# start of Materials provided

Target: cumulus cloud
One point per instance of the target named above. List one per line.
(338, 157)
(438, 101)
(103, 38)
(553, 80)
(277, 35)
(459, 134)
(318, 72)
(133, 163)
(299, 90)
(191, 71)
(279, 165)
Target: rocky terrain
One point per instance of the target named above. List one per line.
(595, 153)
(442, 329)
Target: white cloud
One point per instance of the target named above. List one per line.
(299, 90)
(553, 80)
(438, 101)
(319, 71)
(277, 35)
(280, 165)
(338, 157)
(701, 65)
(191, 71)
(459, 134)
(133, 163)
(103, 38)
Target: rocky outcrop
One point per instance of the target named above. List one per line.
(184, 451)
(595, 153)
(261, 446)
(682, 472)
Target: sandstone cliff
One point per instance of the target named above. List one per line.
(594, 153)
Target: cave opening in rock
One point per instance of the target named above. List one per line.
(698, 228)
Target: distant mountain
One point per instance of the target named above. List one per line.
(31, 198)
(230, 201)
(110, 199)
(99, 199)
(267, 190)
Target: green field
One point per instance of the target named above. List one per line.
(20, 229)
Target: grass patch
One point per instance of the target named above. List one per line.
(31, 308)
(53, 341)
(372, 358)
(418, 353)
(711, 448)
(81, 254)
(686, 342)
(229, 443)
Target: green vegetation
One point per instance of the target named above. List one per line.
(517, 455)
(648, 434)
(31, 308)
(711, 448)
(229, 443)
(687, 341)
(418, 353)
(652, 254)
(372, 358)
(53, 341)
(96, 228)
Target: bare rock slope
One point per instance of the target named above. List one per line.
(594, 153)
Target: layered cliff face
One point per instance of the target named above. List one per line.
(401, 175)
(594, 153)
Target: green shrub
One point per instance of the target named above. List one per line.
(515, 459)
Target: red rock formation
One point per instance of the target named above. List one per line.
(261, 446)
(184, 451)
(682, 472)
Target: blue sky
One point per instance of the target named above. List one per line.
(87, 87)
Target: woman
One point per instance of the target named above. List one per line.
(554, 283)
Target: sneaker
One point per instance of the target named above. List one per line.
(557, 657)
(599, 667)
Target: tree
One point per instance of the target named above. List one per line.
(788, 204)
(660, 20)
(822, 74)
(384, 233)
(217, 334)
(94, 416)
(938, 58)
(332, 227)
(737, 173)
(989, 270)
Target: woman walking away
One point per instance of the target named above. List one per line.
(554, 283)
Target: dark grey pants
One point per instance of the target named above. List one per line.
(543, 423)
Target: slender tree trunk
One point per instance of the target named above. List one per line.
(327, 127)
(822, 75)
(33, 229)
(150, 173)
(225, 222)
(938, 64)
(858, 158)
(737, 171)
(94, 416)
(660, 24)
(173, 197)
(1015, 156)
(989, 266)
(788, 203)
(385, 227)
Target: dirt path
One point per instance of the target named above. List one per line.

# end of Materials provided

Repeat the entries exactly, all of them.

Target: cumulus cloud
One point per instance of the target named above. List one per line.
(338, 157)
(438, 101)
(103, 38)
(553, 80)
(277, 35)
(459, 134)
(318, 72)
(133, 163)
(299, 90)
(191, 71)
(279, 165)
Target: rocky terrain
One point per instance of the target named above. List one per line.
(595, 153)
(442, 329)
Target: white cloud
One point per instance of the target named above. List one per line.
(299, 90)
(553, 80)
(438, 101)
(319, 71)
(277, 35)
(280, 165)
(338, 157)
(701, 65)
(191, 71)
(459, 134)
(133, 163)
(103, 38)
Target: rocky outcrop
One point per instance of the target named above. List one per line.
(184, 451)
(595, 153)
(261, 446)
(682, 472)
Target: sandstone cliff
One point per instance of the target named above. List one per line.
(594, 153)
Target: cave opening in rock
One point per instance of the target named above. List one per line.
(698, 228)
Target: distant mountain
One point per instance of the target named above. List one per line.
(31, 198)
(230, 201)
(110, 199)
(99, 199)
(267, 190)
Target: green field
One point per instance of the target named above. List one per line.
(20, 229)
Target: grass patch
One point per instance of the target named above. List one per line.
(31, 308)
(53, 341)
(372, 358)
(418, 353)
(711, 448)
(81, 254)
(686, 342)
(229, 443)
Target: green vegetation
One point per instance of the target named above. List one per line.
(517, 455)
(648, 434)
(31, 308)
(711, 448)
(229, 443)
(687, 341)
(418, 353)
(652, 254)
(372, 358)
(53, 341)
(96, 228)
Target: bare rock slope
One point per instance of the target named above. List one per line.
(594, 153)
Target: layered cliff face
One point per instance of the target named above. List one per line.
(401, 175)
(594, 153)
Target: green shrub
One point per instance of the target named above. List one per line.
(515, 459)
Target: red rock formation
One point per instance of the target named above. List one per line.
(261, 446)
(184, 451)
(682, 472)
Target: blue sky
One point per instance of the target named above. List one per line.
(87, 87)
Target: woman
One point per instance of the target named above. List one per line.
(554, 283)
Target: sneaker
One point per instance of the target named above. List one per line.
(557, 657)
(599, 667)
Target: tree
One point per instance of the target named above. List one per line.
(788, 204)
(660, 20)
(822, 74)
(384, 233)
(217, 334)
(94, 416)
(938, 58)
(332, 227)
(737, 173)
(989, 270)
Target: woman walking away
One point per instance of the target named above. List one per line.
(554, 283)
Target: dark grey pants
One point per instance of the target named above. List one per line.
(543, 423)
Target: slender tree trunk
One point per instance of the target named above. List one per line.
(327, 127)
(822, 75)
(33, 229)
(150, 173)
(225, 222)
(938, 64)
(858, 158)
(737, 171)
(94, 416)
(660, 24)
(173, 197)
(1015, 156)
(989, 266)
(788, 203)
(385, 227)
Target: dirt path
One point per instance of the target named above. List one per line.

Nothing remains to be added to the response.